• _Textauszug_:
Im ungeschützten Paradies#
Die Messbarmachung der Diversität#
Mit freundlicher Genehmigung übernommen aus: Die Furche (Donnerstag, 16. Dezember 2010).
Von
Oliver Tanzer
Allein 2008, so errechneten US-Wissenschafter, entstand durch menschliche Einschränkung der Artenvielfalt ein Schaden von bis zu sechs Billionen Dollar#
Es hat ganze 30 Jahre gedauert, um den Begriff Biodiversität, die Vielfalt und den Schutz der Arten, zu einem allgemein bekannten Begriff zu machen. In dieser Zeit ist beispielsweise der Bestand an Wirbeltieren weltweit um 30 Prozent zurückgegangen. Einen nachhaltigen Eindruck können dabei Studien hinterlassen, die die wirtschaftlichen Folgen der anthropogenen Einschränkung der Artenvielfalt geschätzt haben. Allein 2008 entstand ein Schaden von vier bis sechs Billionen Dollar. Da der Mensch immer wieder als entscheidender Faktor für Leben und Tod auch ganzer Arten in Erscheinung tritt, liegt es nahe, diesen Einfluss nicht nur monetär transparent zu machen.
Einen solchen Versuch stellt ein umfassendes Projekt der Universität Innsbruck in Gemeinschaft mit dem Institut für Wirtschaftsforschung der Universität für Bodenkultur, dem Landwirtschafts- und Wissenschaftsministerium sowie der EU dar. Ziel des Projektes: Werkzeuge für eine nachhaltige Landschaftsnutzung zu erreichen. Die für den Bereich Biodiversität zuständige Innsbrucker Wissenschafterin, Ulrike Tappeiner arbeitet beispielsweise an einem Projekt, das die Natürlichkeit der Lebensräume über die Messung von Biodiversität sichtbar macht.

Einträge aus einem Datensatz
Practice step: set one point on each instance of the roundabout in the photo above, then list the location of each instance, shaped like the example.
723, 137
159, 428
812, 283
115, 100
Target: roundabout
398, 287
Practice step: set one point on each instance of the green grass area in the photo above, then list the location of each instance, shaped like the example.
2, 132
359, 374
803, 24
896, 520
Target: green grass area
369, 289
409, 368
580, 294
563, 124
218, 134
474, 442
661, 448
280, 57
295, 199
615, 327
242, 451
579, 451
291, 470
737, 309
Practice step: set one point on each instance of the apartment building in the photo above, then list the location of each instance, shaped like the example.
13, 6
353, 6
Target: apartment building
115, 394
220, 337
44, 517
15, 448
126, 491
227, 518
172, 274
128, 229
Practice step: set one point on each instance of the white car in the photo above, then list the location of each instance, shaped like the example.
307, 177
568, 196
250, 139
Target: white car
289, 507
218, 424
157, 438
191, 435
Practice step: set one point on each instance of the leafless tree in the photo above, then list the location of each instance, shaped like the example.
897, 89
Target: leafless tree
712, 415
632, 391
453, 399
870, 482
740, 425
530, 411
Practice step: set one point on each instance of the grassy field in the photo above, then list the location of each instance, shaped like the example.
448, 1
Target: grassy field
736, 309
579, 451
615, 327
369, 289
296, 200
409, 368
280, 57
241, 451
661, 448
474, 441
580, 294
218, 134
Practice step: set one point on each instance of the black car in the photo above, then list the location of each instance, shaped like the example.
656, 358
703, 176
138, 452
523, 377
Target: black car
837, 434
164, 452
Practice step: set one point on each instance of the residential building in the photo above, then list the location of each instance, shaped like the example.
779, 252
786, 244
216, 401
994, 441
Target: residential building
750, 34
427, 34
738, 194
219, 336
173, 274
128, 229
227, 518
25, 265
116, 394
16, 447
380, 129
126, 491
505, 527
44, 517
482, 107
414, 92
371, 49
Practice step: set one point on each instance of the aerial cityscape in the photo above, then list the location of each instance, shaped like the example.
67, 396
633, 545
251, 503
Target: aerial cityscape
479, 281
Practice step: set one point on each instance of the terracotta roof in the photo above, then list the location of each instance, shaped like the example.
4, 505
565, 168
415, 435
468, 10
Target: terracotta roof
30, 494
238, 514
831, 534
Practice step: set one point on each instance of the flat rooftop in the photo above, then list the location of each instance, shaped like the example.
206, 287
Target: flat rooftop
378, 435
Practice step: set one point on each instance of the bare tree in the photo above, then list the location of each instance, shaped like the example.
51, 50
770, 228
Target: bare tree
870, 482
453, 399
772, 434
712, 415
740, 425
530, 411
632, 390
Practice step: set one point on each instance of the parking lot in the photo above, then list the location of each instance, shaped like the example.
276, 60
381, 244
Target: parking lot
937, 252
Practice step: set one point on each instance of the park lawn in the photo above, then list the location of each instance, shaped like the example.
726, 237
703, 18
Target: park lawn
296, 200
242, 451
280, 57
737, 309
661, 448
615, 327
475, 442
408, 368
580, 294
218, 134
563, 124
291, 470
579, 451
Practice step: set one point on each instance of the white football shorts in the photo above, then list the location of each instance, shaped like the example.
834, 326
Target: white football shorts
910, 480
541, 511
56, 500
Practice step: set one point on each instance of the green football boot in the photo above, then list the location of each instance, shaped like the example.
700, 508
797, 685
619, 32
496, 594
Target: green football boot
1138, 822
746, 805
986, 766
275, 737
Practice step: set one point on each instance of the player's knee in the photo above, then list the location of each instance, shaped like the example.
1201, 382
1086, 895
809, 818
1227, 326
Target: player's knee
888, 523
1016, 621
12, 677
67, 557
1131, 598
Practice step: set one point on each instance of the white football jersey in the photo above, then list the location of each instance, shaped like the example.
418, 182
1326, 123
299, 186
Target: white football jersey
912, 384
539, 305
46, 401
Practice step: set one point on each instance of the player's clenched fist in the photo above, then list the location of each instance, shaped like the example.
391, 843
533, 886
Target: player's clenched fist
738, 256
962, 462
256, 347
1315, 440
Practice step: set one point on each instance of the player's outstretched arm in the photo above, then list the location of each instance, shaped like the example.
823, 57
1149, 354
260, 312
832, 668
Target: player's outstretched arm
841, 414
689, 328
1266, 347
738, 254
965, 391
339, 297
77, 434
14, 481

• _Aufgabenstellung_:
A: Beantworten Sie zum Artikel über Biodiversität kurz diese Fragen:
(i) Um wie viel Prozent ist der weltweite Bestand an Wirbeltieren in den genannten 30 Jahren zurückgegangen?
(ii) Von welcher Universität stammt das umfassende Projekt für eine nachhaltige Landschaftsnutzung?
(iii) Wie heißt die Innsbrucker Wissenschafterin, die für den Bereich Biodiversität zuständig ist?
B: Setzen Sie den Artikel über Biodiversität mit einem Absatz fort, der an seinen letzten Satz anschließt.

• _Antworten in Reihenfolge_:
A:
(i) Um 30 Prozent.
(ii) Von der Universität Innsbruck.
(iii) Ulrike Tappeiner.

B:
Aus dem Vergleich detaillierter Flächennutzungsdaten haben die Wissenschafter nun eine Landkarte Österreichs erstellt, auf der die Naturdistanz dargestellt ist. Ergebnis, so Tappeiner: "Österreich weist aufgrund seiner Gebirgsregionen einen relativ hohen Anteil an unberührter Natur und hoher Artenvielfalt auf." Die vielbeklagte "Verhüttelung" dürfte dabei eine nicht unbedeutende Rolle spielen.
Längerfristige Perspektive#
Der Grund: Die Umwidmung unberührter Flächen in Bauland und die intensive Landwirtschaft mit dem Einsatz von Herbiziden und Dünger schränken die biologischen Vielfalt erheblich ein. Fazit: "Der Biodiversitätsindex nimmt ab, je weiter man vom Hochgebirge in Täler und zum Flachland übergeht", so Tappeiner.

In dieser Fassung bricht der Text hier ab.